> Exercise description:
Rewrite all of the rows below, replacing "Vision Round" with "Bonus Round" wherever it occurs and keeping everything else the same.

>> start

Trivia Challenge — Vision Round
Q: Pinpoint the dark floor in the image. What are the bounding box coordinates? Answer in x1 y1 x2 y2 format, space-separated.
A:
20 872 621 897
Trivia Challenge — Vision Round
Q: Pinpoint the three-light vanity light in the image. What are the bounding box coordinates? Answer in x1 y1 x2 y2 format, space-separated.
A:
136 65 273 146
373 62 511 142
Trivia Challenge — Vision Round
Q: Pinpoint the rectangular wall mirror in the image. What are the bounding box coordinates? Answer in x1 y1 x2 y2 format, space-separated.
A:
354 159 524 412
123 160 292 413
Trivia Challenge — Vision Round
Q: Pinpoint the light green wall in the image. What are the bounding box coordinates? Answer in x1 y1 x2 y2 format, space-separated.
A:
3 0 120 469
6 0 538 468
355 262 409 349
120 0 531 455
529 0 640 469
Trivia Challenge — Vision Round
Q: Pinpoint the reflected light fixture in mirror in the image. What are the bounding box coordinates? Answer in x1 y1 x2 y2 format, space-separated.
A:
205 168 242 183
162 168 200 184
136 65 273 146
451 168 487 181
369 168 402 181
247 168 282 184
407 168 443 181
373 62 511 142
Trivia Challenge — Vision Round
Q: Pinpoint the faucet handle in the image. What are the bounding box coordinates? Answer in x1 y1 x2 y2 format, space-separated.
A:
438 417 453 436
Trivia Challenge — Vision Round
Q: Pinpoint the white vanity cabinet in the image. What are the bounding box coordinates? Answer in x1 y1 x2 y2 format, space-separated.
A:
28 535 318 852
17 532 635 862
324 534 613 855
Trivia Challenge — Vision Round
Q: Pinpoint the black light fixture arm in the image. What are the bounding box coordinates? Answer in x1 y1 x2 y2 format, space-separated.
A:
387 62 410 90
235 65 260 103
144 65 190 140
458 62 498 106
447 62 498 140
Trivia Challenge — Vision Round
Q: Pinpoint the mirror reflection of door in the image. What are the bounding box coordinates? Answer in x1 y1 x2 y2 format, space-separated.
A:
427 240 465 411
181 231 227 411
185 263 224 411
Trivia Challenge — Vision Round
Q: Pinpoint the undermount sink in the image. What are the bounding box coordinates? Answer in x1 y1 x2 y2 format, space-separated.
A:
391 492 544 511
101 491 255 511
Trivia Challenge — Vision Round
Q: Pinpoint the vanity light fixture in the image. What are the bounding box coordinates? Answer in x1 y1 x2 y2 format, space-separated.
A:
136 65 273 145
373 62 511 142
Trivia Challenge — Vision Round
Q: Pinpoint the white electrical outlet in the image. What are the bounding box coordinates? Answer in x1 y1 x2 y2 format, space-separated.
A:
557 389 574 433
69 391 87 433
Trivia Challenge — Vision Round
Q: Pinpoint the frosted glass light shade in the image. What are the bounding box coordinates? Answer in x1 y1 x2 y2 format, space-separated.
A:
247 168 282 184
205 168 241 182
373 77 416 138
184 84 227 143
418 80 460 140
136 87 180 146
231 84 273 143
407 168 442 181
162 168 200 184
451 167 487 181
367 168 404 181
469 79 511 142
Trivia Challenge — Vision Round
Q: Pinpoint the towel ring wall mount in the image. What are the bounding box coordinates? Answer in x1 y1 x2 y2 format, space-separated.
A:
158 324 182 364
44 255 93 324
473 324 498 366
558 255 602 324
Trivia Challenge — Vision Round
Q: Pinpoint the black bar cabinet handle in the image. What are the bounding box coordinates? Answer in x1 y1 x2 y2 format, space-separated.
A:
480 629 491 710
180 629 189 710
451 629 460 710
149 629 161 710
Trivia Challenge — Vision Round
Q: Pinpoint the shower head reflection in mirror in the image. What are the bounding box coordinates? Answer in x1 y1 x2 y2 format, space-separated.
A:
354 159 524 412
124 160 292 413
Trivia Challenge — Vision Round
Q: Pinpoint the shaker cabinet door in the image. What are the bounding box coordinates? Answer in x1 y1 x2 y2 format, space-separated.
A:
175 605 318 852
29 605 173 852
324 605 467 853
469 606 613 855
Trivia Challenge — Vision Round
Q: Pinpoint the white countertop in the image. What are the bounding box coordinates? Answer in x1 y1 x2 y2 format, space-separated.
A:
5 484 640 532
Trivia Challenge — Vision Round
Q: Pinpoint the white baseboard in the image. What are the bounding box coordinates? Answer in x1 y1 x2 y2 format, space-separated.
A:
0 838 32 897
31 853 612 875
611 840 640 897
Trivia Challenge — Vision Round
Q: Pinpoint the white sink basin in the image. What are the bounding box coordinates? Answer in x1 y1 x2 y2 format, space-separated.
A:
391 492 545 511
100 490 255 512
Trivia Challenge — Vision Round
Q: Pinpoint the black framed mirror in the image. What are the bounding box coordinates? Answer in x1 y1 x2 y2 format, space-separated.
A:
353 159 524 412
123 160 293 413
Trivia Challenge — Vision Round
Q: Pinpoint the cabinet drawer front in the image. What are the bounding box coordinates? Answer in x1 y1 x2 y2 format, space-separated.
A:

>> end

> Response for this exercise:
Trivia Challenge — Bonus Round
Q: Pinpoint the dark floor in the image. What are the bounding box coordinates? Answer in x1 y1 x2 y2 format, space-separated.
A:
20 872 621 897
Trivia Challenge — Bonus Round
Q: Pinpoint the three-light vanity light in the image. What are the bounding box coordinates? Answer in x1 y1 x2 y2 format, space-separated.
A:
136 65 273 146
373 62 511 142
Trivia Challenge — Bonus Round
Q: Pinpoint the rectangular wall mirror in the image. What are the bounding box coordinates? Answer in x1 y1 x2 y2 format, space-separated.
A:
354 159 524 412
123 160 292 413
Trivia Challenge — Bonus Round
Q: Pinpoint the light green wall in the image. What are the bounding box coordinates? Answer in x1 y1 x2 y2 format, space-separated.
A:
3 0 120 469
6 0 538 468
355 262 409 349
120 0 531 455
529 0 640 469
Trivia Challenge — Bonus Round
Q: Pinpoint the reflected light fixture in mirror in the image. What are the bounding box coordinates? Answer in x1 y1 x2 y2 format, space-separated.
A:
205 168 242 183
162 168 200 184
136 65 273 146
451 168 487 181
369 168 402 181
247 168 282 184
407 168 443 181
373 62 511 142
Trivia Challenge — Bonus Round
Q: Pinpoint the faucet handle in the image. What are the bounding box coordinates? Answer in x1 y1 x2 y2 format, space-separated.
A:
438 417 453 436
Trivia Challenge — Bonus Round
Q: Pinpoint the white vanity cabinet in the image. What are the bounding box coordinates? Answer in x1 y1 x2 y2 format, space-separated.
A:
28 535 318 852
17 532 635 862
324 534 613 855
Trivia Challenge — Bonus Round
Q: Pinpoint the black light fixture arm in the image. What are the bounding box coordinates? Answer in x1 y1 x2 y2 format, space-separated.
A:
387 62 410 90
235 65 260 103
144 65 190 140
458 62 498 106
447 62 498 140
Trivia Challenge — Bonus Round
Q: Pinpoint the mirror reflection of door in the image. What are the bounding box coordinates? Answer in x1 y1 x2 y2 format, space-separated.
A:
427 240 465 411
181 231 227 411
185 263 224 411
Trivia Challenge — Bonus Round
Q: Pinpoint the undermount sink in the image. What are the bounding box coordinates? Answer in x1 y1 x2 y2 format, space-separated.
A:
391 492 544 511
101 491 255 511
Trivia Challenge — Bonus Round
Q: Pinpoint the vanity light fixture in the image. What are the bounding box coordinates? Answer in x1 y1 x2 y2 format, space-separated.
A:
136 65 273 145
373 62 511 142
Trivia Challenge — Bonus Round
Q: Pinpoint the white electrical outlet in the image. What are the bounding box coordinates? Answer in x1 y1 x2 y2 format, space-separated.
A:
557 389 574 433
69 391 87 433
Trivia Challenge — Bonus Round
Q: Pinpoint the frosted glass light shade in the image. What are the bounding box coordinates? Answer in x1 y1 x2 y2 format, space-separated.
A:
247 168 282 184
205 168 241 182
373 77 416 138
184 84 227 143
418 80 460 140
136 87 180 146
231 84 273 143
407 168 442 181
162 168 200 184
451 167 487 181
367 168 404 181
469 79 511 142
Trivia Challenge — Bonus Round
Q: Pinpoint the towel ring wall mount in the image. What are the bounding box coordinates? Answer in x1 y1 x2 y2 format, space-separated.
A:
158 324 182 364
44 255 93 324
473 324 498 366
558 255 602 324
Trivia Challenge — Bonus Round
Q: Pinpoint the black bar cabinet handle in the image. What are the bounding box coordinates? Answer in x1 y1 x2 y2 format, space-separated.
A:
480 629 491 710
180 629 189 710
451 629 460 710
149 629 161 710
Trivia Challenge — Bonus Round
Q: Pinpoint the shower head reflection in mirror in the image. What are the bounding box coordinates? Answer in x1 y1 x2 y2 format, space-separated.
A:
354 159 524 412
124 160 292 413
Trivia Challenge — Bonus Round
Q: Pinpoint the shaker cabinet door in the image. What are the bounding box coordinates? Answer in x1 y1 x2 y2 format, space-separated.
A:
175 605 318 852
29 605 173 852
324 605 467 853
469 606 613 855
Trivia Challenge — Bonus Round
Q: Pinpoint the white countertop in the image. What are the bounding box coordinates? Answer in x1 y1 x2 y2 format, space-separated.
A:
5 484 640 532
Trivia Challenge — Bonus Round
Q: Pinpoint the white baseboard in the image. What are the bounding box coordinates? Answer in x1 y1 x2 y2 format, space-separated.
A:
0 838 32 897
31 853 612 875
611 840 640 897
Trivia Challenge — Bonus Round
Q: Pinpoint the white sink basin in the image. What are the bounding box coordinates? Answer in x1 y1 x2 y2 format, space-separated.
A:
391 492 545 511
100 490 255 512
Trivia Challenge — Bonus Round
Q: Pinpoint the black framed mirror in the image. What are the bounding box coordinates? Answer in x1 y1 x2 y2 format, space-separated.
A:
353 159 524 412
123 160 293 413
Trivia Challenge — Bonus Round
Q: Pinpoint the cabinet drawer front in the image. What are the bounding box coordinates? Answer in x1 y1 x2 y2 format, space-separated.
A:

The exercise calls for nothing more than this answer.